**What the exercise asks:** Please set down word for word the part of the article on prostitution in Moldova below, starting at "Prostitution in Moldova is an" and stopping after "the Moldovan legislation.".

**Document section:**
▬▬▬▬▬▬
= Prostitution in Moldova =

Prostitution in Moldova is an illegal activity but is widespread and socially acceptable. UNAIDS estimate there to be 12,000 prostitutes in the country.

Morals Police captain Vladimir Istrati is quoted as saying "Prostitution in Moldova is a very well organised crime, there is a precise structure of operation which includes secretary, office and owner." The secretary is hard to file evidence against because they are most likely to conceal their true activity behind offering exotic services over the phone. Nailing down prostitutes and pimps is easier."

Prostitution in Transnistria is punishable only by a fine, but there is no such clause as in the Moldovan legislation.

==Local names==
Prostitutes in Moldova are known locally by a variety of names:
- Stradă (street worker) - work on the street, often drug addicts or alcoholics
- Scaun (stool) - work in bars and restaurants
- Lumânare (candle) - stand on the side of main roads
- Călători (travellers) - accompany car and truck drivers on journeys
- Prostituate cu acoperiș (prostitutes with a roof) - indoor workers
- Interdevochka (intergirls) - work in upmarket hotels, usually entertaining foreign clients
- NocinaiaBabocika (nightworkers) - work only at night for a very big amount of money

==History==
Prostitution in Moldova was first recorded in the 2nd century BC. In the 19th century there is evidence of pimps being involved.

The trade's existence was initially denied during the Soviet era and then prohibited July 27 1987.

Until May 31, 2009, punishment was a fine or administrative arrest for up to 30 days, the administrative arrest was then replaced by unpaid work for a period of 20 to 40 hours.

On December 29, 2005, it was decided that sanctions would not apply to victims of trafficking; The new law "On Offences" gave this rule a broader wording: "a person engaging in prostitution contrary to their will".

==Sex trafficking==
Since it is Europe's poorest country, it is a major exporter of human trafficking for the purpose of the sex trade.
The CIA names human trafficking as one of the major crime issues of Moldova. Human traffickers primarily recruit women from poor villages. Women and children are trafficked for sexual exploitation to Turkey, Israel, the United Arab Emirates, Ukraine, Russia, Cyprus, Greece, Albania, Romania, Hungary, Slovakia, the Czech Republic, Austria, France, Italy, and Portugal. The annual country human rights report from the United States Department of State pinpoints some involvement by government officials and Moldovan law enforcement in human trafficking.
▬▬▬▬▬▬
**Supplied material:**
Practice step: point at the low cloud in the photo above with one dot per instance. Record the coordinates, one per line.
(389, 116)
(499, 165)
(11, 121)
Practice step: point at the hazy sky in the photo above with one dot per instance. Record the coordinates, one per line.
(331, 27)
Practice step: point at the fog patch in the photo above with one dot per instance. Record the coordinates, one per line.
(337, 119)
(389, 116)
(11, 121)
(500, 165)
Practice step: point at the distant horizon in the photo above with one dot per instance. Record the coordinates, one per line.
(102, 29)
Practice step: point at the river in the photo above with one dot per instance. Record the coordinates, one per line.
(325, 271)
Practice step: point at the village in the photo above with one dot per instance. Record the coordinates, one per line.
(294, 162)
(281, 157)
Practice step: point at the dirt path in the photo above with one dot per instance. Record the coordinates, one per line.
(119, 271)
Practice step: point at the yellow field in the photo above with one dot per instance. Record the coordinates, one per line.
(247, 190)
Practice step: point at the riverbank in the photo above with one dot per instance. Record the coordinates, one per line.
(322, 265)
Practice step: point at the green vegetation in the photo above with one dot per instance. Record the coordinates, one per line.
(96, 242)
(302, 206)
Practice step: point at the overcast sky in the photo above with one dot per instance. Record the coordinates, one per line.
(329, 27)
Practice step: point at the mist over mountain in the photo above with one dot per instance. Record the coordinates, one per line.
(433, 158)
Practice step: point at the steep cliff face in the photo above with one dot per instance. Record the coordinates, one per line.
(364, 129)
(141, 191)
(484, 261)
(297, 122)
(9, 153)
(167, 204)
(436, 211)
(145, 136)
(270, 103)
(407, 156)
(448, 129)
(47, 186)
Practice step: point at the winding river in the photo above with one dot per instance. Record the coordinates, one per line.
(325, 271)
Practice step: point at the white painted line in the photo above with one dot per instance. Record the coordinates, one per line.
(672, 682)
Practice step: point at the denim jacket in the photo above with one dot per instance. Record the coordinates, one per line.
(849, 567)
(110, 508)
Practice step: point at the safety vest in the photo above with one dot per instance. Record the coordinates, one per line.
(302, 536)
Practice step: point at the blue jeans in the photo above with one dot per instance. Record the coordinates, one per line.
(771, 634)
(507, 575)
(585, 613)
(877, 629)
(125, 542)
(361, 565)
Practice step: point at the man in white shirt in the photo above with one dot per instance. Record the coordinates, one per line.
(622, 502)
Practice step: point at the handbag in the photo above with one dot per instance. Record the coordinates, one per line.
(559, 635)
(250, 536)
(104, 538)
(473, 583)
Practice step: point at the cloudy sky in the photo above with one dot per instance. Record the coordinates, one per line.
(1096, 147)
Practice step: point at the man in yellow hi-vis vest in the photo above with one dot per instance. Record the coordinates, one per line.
▬▬▬▬▬▬
**Task output:**
Prostitution in Moldova is an illegal activity but is widespread and socially acceptable. UNAIDS estimate there to be 12,000 prostitutes in the country.

Morals Police captain Vladimir Istrati is quoted as saying "Prostitution in Moldova is a very well organised crime, there is a precise structure of operation which includes secretary, office and owner." The secretary is hard to file evidence against because they are most likely to conceal their true activity behind offering exotic services over the phone. Nailing down prostitutes and pimps is easier."

Prostitution in Transnistria is punishable only by a fine, but there is no such clause as in the Moldovan legislation.